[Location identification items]
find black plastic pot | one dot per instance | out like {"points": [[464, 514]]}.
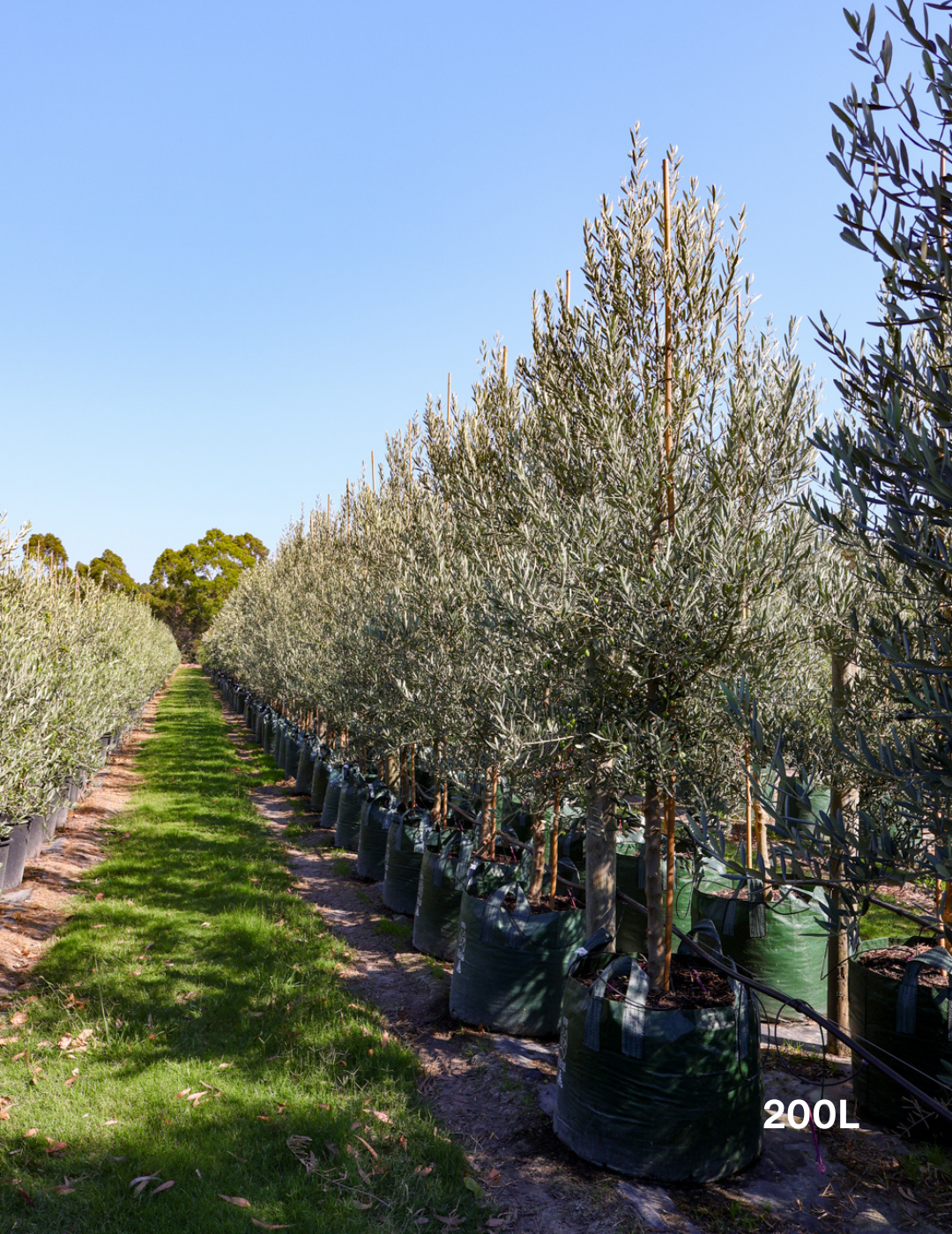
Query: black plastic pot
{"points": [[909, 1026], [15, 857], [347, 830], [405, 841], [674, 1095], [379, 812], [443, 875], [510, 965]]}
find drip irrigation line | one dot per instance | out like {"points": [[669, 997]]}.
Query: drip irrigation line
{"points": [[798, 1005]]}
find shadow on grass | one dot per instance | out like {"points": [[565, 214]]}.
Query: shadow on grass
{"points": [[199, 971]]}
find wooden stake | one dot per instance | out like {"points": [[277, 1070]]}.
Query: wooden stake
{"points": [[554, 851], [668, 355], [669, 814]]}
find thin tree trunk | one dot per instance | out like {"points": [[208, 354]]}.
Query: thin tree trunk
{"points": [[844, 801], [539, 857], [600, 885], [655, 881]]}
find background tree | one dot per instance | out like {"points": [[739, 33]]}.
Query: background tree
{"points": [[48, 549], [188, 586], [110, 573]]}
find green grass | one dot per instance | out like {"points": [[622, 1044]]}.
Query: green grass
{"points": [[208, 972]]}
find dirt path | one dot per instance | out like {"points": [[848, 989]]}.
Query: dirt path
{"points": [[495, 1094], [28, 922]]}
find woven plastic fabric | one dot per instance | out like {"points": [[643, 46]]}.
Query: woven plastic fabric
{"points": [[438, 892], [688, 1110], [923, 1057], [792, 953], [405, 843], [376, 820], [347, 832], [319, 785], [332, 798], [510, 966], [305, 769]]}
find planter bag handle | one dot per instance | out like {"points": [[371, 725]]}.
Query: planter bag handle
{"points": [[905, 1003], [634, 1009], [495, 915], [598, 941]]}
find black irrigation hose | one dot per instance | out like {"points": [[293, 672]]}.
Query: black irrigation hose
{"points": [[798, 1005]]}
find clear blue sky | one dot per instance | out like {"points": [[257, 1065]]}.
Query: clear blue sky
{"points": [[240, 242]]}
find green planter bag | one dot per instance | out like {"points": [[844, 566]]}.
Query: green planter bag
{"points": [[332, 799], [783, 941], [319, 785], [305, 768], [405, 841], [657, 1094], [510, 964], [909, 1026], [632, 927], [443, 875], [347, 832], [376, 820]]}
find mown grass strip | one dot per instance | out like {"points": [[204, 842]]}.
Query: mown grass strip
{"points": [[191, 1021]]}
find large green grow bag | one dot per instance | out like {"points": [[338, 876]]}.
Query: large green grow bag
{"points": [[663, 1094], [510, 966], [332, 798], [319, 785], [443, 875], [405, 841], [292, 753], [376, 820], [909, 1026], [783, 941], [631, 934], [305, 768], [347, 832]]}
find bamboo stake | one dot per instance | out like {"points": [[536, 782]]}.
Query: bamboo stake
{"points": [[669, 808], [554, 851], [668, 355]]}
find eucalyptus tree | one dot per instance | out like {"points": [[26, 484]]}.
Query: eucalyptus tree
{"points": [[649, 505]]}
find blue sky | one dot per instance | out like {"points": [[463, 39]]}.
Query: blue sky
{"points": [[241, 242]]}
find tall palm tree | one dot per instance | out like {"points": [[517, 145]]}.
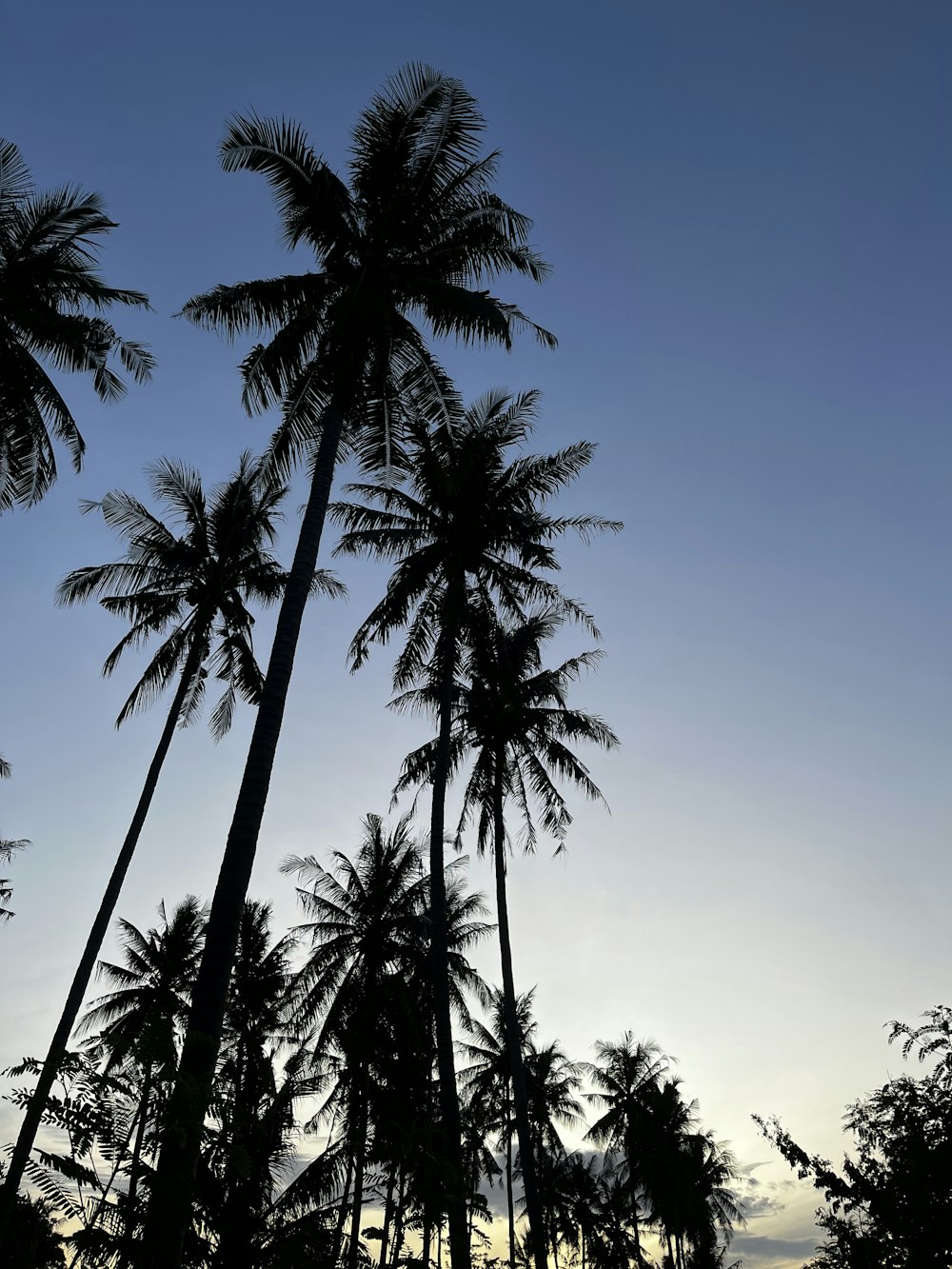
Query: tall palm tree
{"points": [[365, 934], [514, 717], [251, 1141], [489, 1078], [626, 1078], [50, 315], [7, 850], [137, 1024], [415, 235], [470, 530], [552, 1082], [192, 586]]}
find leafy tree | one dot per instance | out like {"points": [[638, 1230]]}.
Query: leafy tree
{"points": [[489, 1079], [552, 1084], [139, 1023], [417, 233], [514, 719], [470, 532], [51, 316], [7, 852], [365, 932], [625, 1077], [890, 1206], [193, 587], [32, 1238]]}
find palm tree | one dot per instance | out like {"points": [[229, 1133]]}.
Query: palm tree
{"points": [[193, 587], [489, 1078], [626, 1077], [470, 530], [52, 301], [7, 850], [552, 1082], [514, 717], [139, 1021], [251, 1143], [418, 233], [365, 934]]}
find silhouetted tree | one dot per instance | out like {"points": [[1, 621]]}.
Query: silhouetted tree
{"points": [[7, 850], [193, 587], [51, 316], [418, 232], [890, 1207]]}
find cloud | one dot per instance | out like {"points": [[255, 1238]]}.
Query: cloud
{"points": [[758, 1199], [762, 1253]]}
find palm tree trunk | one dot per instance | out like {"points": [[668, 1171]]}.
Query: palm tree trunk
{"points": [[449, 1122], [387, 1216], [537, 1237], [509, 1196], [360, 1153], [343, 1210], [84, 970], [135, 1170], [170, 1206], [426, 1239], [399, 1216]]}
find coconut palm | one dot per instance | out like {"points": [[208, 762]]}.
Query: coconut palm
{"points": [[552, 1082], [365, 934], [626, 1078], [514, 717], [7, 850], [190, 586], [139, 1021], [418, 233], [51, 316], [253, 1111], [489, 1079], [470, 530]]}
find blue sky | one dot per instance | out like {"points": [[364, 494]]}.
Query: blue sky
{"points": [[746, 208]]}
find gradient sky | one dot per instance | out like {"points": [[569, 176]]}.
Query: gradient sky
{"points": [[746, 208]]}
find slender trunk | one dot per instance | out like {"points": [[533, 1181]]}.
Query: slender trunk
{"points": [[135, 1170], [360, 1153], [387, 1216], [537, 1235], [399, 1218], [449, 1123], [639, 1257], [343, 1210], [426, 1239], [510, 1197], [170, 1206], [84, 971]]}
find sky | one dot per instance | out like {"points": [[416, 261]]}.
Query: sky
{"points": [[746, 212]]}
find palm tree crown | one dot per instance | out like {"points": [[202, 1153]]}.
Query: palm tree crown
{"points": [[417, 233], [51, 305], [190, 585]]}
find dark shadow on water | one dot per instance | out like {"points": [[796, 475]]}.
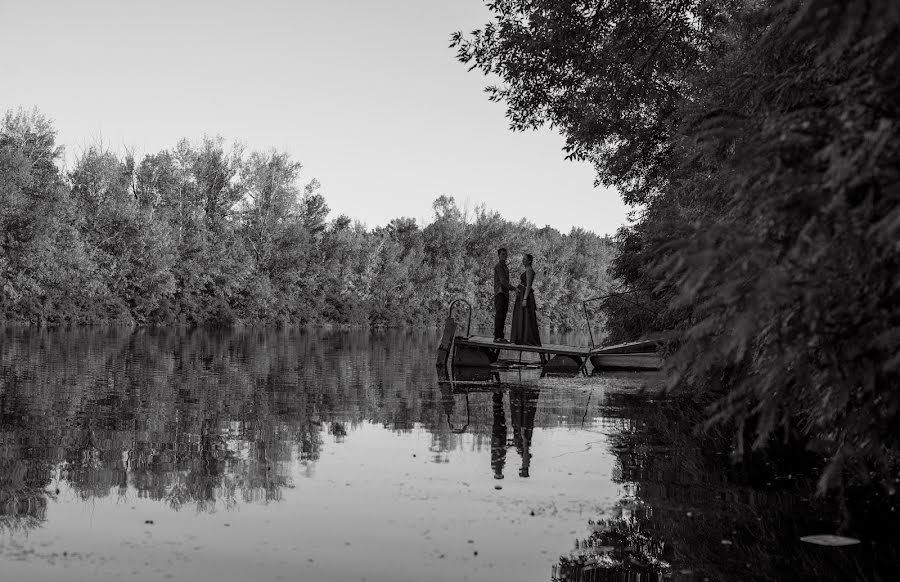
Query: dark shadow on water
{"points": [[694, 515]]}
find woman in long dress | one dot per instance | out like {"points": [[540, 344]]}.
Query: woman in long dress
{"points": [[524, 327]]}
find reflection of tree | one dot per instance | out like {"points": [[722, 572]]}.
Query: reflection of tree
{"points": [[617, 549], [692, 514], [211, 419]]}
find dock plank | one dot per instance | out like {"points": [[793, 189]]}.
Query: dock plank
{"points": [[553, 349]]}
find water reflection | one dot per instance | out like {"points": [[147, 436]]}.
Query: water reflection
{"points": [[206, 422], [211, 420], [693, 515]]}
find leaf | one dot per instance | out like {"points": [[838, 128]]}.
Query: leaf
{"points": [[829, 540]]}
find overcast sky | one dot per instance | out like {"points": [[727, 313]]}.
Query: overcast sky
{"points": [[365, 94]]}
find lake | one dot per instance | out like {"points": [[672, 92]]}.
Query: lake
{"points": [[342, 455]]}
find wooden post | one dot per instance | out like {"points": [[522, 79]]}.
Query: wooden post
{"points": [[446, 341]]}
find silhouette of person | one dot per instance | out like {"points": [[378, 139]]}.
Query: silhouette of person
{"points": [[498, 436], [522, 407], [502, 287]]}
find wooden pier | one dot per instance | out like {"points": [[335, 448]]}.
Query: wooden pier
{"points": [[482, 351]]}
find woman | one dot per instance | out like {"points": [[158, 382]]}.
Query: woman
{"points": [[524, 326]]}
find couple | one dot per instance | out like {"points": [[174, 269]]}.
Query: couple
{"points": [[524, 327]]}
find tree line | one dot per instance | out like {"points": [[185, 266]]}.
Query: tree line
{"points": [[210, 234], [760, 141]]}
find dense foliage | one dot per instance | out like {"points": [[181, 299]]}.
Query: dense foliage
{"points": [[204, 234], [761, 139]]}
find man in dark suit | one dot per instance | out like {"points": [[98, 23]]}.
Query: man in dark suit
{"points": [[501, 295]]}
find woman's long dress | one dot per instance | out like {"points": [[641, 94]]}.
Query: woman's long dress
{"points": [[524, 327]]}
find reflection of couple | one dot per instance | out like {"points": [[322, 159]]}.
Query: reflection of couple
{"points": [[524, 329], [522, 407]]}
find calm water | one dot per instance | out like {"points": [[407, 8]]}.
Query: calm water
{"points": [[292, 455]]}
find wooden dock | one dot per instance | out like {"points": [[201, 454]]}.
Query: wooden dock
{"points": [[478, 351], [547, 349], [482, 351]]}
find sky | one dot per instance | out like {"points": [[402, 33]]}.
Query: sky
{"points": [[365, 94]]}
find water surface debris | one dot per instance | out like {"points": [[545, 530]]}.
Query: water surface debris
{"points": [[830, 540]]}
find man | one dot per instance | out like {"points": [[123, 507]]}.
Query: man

→ **REQUEST**
Reproduce word for word the stretch of lines above, from the one containing "find wooden dock" through the final line.

→ **SOLUTION TO THIS PROBLEM**
find wooden dock | one dot per instance | out like {"points": [[201, 454]]}.
Query: wooden dock
{"points": [[478, 351], [547, 349], [482, 351]]}
find sky | one dot per instance | out like {"points": [[402, 33]]}.
Query: sky
{"points": [[365, 94]]}
find water surface debris | one dot per instance | out like {"points": [[545, 530]]}.
Query: water surface debris
{"points": [[830, 540]]}
find man | one dot per instance | out like {"points": [[123, 507]]}.
Query: man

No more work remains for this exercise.